DIRECTION – Copy out all of the items below, swapping "thickest part" for "widest part" wherever it occurs and keeping every other word unchanged.

= = = = =

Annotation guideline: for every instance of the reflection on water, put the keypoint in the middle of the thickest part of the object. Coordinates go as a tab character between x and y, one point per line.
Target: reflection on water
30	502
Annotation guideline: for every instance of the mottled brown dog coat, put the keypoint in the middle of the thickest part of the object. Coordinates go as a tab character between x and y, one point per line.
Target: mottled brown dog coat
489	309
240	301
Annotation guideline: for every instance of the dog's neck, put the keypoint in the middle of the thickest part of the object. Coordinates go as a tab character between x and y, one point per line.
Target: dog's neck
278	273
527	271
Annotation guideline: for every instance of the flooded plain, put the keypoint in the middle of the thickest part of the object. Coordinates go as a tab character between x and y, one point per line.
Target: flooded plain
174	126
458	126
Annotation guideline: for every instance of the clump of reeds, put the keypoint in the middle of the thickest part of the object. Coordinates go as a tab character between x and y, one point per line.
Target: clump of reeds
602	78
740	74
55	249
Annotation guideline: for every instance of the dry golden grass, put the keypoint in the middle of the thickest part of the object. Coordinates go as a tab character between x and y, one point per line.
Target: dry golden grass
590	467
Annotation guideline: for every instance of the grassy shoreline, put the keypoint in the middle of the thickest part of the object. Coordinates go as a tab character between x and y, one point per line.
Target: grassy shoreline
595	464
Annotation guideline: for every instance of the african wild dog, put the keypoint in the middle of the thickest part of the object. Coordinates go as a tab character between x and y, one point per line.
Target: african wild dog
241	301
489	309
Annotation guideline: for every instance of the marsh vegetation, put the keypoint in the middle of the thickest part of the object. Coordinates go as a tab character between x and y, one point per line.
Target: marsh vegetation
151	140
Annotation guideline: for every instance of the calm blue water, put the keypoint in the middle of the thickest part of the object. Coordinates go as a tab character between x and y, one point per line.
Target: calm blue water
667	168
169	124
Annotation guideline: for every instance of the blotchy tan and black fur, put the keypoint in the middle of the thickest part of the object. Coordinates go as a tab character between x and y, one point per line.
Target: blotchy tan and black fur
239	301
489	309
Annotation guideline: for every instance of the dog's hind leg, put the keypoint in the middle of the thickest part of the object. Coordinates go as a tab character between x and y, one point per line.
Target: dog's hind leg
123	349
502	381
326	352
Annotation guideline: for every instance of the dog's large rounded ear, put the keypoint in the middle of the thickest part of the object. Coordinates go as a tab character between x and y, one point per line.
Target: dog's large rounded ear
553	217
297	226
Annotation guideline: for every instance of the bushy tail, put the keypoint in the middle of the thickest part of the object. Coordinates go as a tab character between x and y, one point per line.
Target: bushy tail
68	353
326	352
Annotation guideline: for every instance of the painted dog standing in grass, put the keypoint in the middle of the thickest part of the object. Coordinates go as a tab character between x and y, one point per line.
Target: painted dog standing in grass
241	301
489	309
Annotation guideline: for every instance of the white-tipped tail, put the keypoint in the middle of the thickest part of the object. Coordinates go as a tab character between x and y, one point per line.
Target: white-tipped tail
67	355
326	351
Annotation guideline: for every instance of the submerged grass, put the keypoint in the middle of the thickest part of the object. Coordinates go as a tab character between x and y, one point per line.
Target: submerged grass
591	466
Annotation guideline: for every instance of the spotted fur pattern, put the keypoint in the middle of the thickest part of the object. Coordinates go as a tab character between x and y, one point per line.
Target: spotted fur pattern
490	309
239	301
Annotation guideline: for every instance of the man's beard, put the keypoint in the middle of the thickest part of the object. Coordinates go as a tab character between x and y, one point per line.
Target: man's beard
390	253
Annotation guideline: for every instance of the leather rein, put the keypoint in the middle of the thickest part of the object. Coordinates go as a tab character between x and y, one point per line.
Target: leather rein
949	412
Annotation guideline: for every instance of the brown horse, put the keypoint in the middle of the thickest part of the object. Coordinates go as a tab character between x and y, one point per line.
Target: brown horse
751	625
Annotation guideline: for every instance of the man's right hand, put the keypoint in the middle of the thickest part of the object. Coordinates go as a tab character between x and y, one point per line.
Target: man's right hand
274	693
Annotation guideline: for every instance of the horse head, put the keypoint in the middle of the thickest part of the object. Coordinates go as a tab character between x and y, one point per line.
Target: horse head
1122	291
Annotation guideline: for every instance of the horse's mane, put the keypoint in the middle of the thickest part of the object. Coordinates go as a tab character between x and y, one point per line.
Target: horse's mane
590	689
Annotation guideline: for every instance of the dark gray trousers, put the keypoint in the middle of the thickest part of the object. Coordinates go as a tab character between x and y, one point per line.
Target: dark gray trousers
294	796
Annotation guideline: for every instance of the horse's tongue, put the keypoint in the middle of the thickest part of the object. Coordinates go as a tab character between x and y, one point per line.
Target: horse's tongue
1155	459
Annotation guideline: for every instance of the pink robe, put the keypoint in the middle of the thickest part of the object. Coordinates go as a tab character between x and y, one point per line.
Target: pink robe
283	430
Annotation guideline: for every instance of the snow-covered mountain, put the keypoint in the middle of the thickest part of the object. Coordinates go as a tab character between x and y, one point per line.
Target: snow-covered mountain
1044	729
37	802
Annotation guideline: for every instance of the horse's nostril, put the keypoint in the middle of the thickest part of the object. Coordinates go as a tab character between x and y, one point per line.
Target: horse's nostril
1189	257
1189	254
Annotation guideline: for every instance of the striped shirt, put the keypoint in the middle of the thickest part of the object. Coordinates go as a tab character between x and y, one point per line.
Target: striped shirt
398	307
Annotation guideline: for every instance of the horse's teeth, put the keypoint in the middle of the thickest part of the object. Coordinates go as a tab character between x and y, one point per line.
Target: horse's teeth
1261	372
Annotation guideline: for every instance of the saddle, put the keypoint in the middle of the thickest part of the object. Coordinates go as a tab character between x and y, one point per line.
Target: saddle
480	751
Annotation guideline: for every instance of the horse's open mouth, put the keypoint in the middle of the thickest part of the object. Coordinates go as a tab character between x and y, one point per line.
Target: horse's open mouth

= = = = =

TASK SOLUTION –
Annotation guideline: for every instance of the reflection on water, put the keypoint in the middle of the widest part of the object. Coordinates go as a tab character between x and y, one point per line.
Target: reflection on water
30	502
Annotation guideline: for every instance of the mottled brown dog coat, put the keypoint in the middle of the widest part of the object. Coordinates go as a tab character between x and y, one point per line.
Target: mottled brown dog coat
489	309
240	301
Annotation guideline: for every instance of the dog's neck, put the keypoint in the middle of the widest part of the object. Coordinates go as a tab character between x and y, one point per line.
Target: dog's neck
278	273
527	271
Annotation guideline: for every instance of the flooded plain, put the keypoint in the middle of the widest part of the object. Coordinates go as a tab character between x and y, one point per line.
Target: flooded plain
174	126
458	126
Annotation guideline: for every instance of the clump of reeds, put the keypoint in the middle of the widest part of the object. Coordinates go as a tab character between x and y, one point per line.
Target: clump of reeds
602	78
740	74
55	249
Annotation guideline: for every instance of the dry golden grass, put the keypoint in the middle of the widest part of the object. Coordinates go as a tab character between x and y, one point per line.
Target: dry golden grass
590	467
Annotation guideline: for every instance of the grassy shoreline, put the keypoint in the middle of the widest part of the object. Coordinates go as a tab character between x and y, one point per line.
Target: grassy shoreline
595	464
Annotation guideline: for every instance of the african wild dog, put the keypoint in the middle of the widest part of the object. Coordinates go as a tab character between x and y, one point per line.
Target: african wild dog
241	301
489	309
Annotation guideline: for every instance of the marsh vegetation, put the keypoint in the middle of the widest part of the object. Coordinates go as a tab character between x and y, one point per line.
Target: marsh vegetation
151	140
Annotation guideline: for every instance of the calm blue water, put the keypoint in the middle of the widest part of the object. Coordinates go as a tab character between x and y, one point per line.
Target: calm blue water
667	168
169	124
Annotation guideline: for every instance of the blotchy tan and black fur, put the keypoint in the middle of the widest part of the object. Coordinates go as a tab character between x and y, one point per line.
Target: blotchy tan and black fur
239	301
489	309
Annotation guideline: for every instance of the dog's hind leg, put the keypoint in the middle of the widest part of the object. Coordinates go as a tab character between x and y, one point per line.
Target: dog's hind leg
123	349
502	381
326	352
Annotation guideline: for every instance of the dog's large rounded ear, put the keypoint in the middle of the widest part of the object. Coordinates go as a tab character between x and y, one point per line.
Target: dog's large rounded ear
553	217
297	226
Annotation guideline: for every instance of the bushy tail, put the keypoint in the middle of the widest part of the object. Coordinates go as a tab character between x and y, one point per line.
Target: bushy tail
68	353
326	352
Annotation guideline: for every instance of the painted dog standing in grass, put the keypoint in the middle of the widest part of the object. Coordinates go as a tab character between x and y, one point per line.
Target: painted dog standing in grass
241	301
489	309
Annotation guideline: for every instance of the white-tipped tail, put the keypoint in the middle of the widest part of the object. Coordinates go as a tab character between x and y, one point per line.
Target: white-tipped tail
67	355
326	351
Annotation guideline: for every instance of the submerged grass, put the keypoint in the middle of the widest part of the object. Coordinates go as a tab character between x and y, one point per line.
Target: submerged grass
591	466
Annotation guideline: for every instance of the spotted fur pattern, put the keypoint in the middle of the widest part of the object. Coordinates go as a tab character between x and y, one point per line.
Target: spotted fur pattern
490	309
239	301
Annotation guideline: for every instance of the man's beard, put the keypoint in the middle of the widest part of the object. Coordinates go as a tab character between x and y, one point per line.
Target: man's beard
390	253
Annotation guideline: for every instance of the leather rein, put the keypoint in the middle of the widest part of the object. Coordinates go as a tab character between x and y, one point per line.
Target: leather rein
949	412
Annotation guideline: for every instance of the brown horse, put the keypoint in the middle of the widest part of the object. Coordinates go as a tab character between x and y, one point per line.
Target: brown horse
751	625
Annotation guideline: for every instance of the man's right hand, put the keypoint in the middle of the widest part of the object. Coordinates go as a tab character between x and y, one point per line.
Target: man's right hand
274	693
Annotation guideline: for every instance of the horse head, put the keypoint in the middle of the widest part of the object. Coordinates go as a tab character between x and y, one point per line.
Target: horse head
1122	291
Annotation guideline: for every instance of the horse's mane, put the keypoint in the middle of the widest part of the object. Coordinates go as a tab character between x and y, one point per line.
Target: horse's mane
590	689
Annotation guideline: for every instance of the dark gray trousers, put the keypoint in the middle of the widest part of the object. Coordinates go as a tab character between x and y, one point per line.
Target: dark gray trousers
294	796
Annotation guideline: for every instance of the horse's tongue, put the keypoint in the middle of the widest part of the object. Coordinates go as a tab character between x and y, one point per line.
Target: horse's tongue
1155	459
Annotation guideline: for every instance of the pink robe, put the keypoint in the middle of the widest part of the object. Coordinates go as a tab character between x and y, one point per line.
Target: pink robe
283	430
Annotation guideline: for every instance of the snow-covered mountain, put the keypoint in the middle of the widest part of the object. Coordinates go as a tab character between x and y, one point per line.
Target: snow-covered mountain
1044	729
37	802
Annotation guideline: for every instance of the horse's nostril, put the keypoint in the middle of the widest part of the object. Coordinates go as a tab character between x and y, one point per line.
Target: horse's nostril
1189	257
1189	254
Annotation guideline: for every instance of the striped shirt, put the keypoint in the middle of the widest part of the object. Coordinates go as a tab character between x and y, one point per line.
Target: striped shirt
398	307
Annotation guideline: for every instance of the horse's teeth, put the keypoint in the middle of the widest part of the object. Coordinates go as a tab character between x and y, one point per line.
Target: horse's teeth
1261	372
Annotation guideline: for every instance of the saddle, put the keypoint in the middle of the widest part of the object. Coordinates go as a tab character between x and y, one point per line.
Target: saddle
480	751
Annotation guideline: for every instance of the horse's open mouth, put the keypoint in the middle of the widest part of the object. Coordinates go as a tab character between x and y, one point per line.
Target: horse's open mouth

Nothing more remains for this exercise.